**SOURCE DATA:**
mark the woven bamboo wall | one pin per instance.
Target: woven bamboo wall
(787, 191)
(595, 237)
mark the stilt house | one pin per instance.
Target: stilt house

**TASK INSTRUCTIONS:** Please reproduce the entire listing, exactly as shown.

**RESULT:**
mark the woven bamboo wall | one pin per instance.
Target: woven bamboo wall
(787, 191)
(595, 237)
mark the stilt house | one pin per instance.
Target: stilt house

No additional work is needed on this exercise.